In the forum excerpt below, decide whether each statement agrees with it: (a) As a first step, the forum excerpt recommends trying a standard Pico SDK-supported queue in place of the SPSC. (b) The forum excerpt states that the problem does not occur with a static buffer. (c) According to the forum excerpt, the Teraterm toolbars work correctly without any reconfiguration. For each statement, answer yes or no and quote the deciding words.

*Document segment*:

______

It certainly seems like there is a memory allocation error (no, it happens from a static buffer as well), some kind of mid sequence injection of vt100 (no, disabled all other sources), or a USB stack issue (stress tested every layer). I couldn’t find it.

Ok, I hear you … memory ordering / acquire / release semantics are 100% wizard-level territory. Almost zero percent of folks ever even need to hear those terms, let alone understand them, let alone generate a working ARM multicore lock / queue / mutex / etc.

As a first step, may I strongly recommend testing a simple swapping out of the SPSC for a standard PICO SDK-supported queue?

If the problem still reproduces, then the custom SPSC isn’t the (only) cause. But if the problem disappears … twice bitten, now we can be extra-shy about custom queues.

Yeah that’s sounds reasonable.

I’ll also look at the spsc test rig. It was pretty comprehensive because I was nervous about rolling own queue, but I’ll add some further test cases that reflect the hexedit conditions.

And in case I’ve forgotten to post somewhere …
The ton of new features you’ve put together these last weeks is AWESOME!

• Hex editor! Yes, please!
• Text editor? Editing the bpconfig file on the device itself? Give me more!
• Games? Meh. Hopefully, features can be selected (or deselected) at compile time.
• Toolbars fixed? 95% … Teraterm is still a stick in the mud, but reconfiguring to enable ANSI toolbars (even though already enabled) fixes that (bug report incoming)
• Having full parameters for commands will allow(+) for scripts to be stable, and by consequence, allow for stability in internet tutorials also. Also happens to have been a long-time ask of mine, so I’m admittedly biased.
• Tab completion? Whoah!

______

*Information given*:

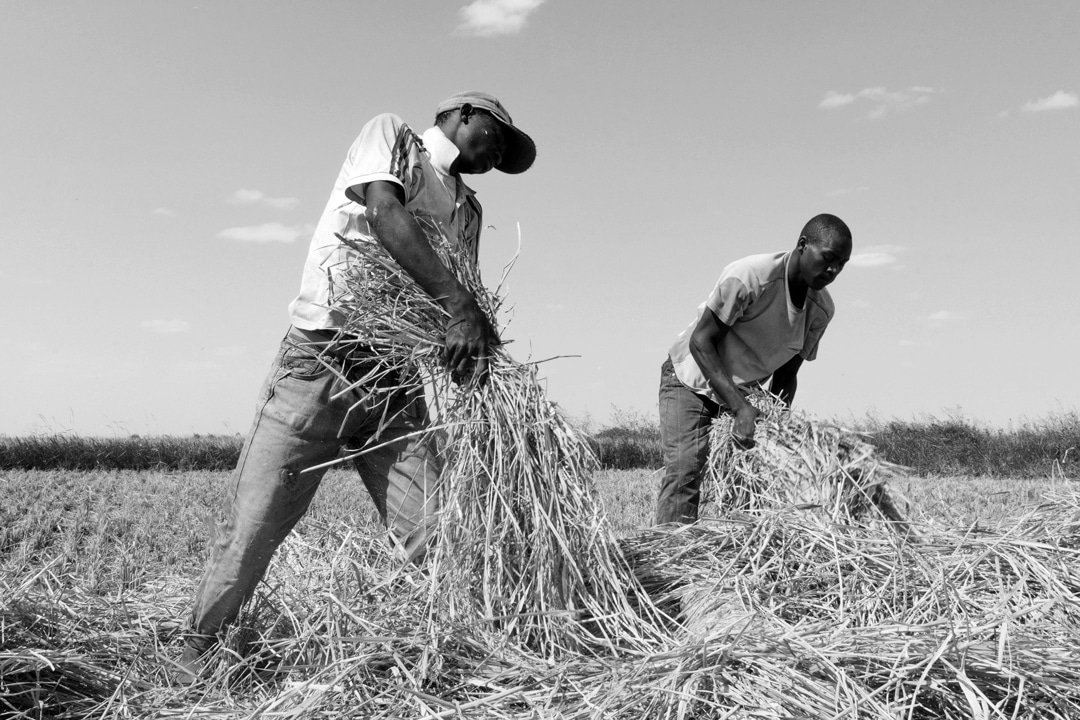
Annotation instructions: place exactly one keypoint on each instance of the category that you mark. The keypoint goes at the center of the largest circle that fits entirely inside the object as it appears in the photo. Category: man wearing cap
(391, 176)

______

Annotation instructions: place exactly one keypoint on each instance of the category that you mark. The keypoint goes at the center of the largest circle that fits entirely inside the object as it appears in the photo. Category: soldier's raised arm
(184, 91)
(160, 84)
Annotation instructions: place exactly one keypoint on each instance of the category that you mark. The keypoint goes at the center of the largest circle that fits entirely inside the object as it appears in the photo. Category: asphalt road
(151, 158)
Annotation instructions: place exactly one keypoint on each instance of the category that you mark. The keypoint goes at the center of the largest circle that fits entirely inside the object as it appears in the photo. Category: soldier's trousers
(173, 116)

______

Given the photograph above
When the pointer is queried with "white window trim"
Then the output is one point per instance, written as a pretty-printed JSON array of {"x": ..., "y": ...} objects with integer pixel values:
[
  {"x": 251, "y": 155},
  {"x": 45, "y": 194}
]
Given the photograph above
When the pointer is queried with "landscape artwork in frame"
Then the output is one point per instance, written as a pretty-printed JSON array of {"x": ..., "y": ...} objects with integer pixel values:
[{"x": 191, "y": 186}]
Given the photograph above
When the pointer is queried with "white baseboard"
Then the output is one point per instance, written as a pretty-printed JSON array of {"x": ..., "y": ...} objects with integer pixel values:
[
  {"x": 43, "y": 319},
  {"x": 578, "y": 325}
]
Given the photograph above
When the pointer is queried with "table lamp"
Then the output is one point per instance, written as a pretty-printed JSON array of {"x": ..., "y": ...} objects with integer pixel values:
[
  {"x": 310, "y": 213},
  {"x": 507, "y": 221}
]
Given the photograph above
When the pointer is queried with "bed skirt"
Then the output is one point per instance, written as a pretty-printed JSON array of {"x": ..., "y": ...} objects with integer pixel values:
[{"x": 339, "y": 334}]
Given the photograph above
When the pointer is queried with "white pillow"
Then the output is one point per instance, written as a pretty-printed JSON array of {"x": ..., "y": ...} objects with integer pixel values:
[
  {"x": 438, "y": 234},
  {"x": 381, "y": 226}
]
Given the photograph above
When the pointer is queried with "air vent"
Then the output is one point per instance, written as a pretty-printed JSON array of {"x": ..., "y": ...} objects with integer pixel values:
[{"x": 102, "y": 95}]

______

*Answer*:
(a) Yes: "As a first step, may I strongly recommend testing a simple swapping out of the SPSC for a standard PICO SDK-supported queue?"
(b) No: "no, it happens from a static buffer as well"
(c) No: "Teraterm is still a stick in the mud, but reconfiguring to enable ANSI toolbars (even though already enabled) fixes that"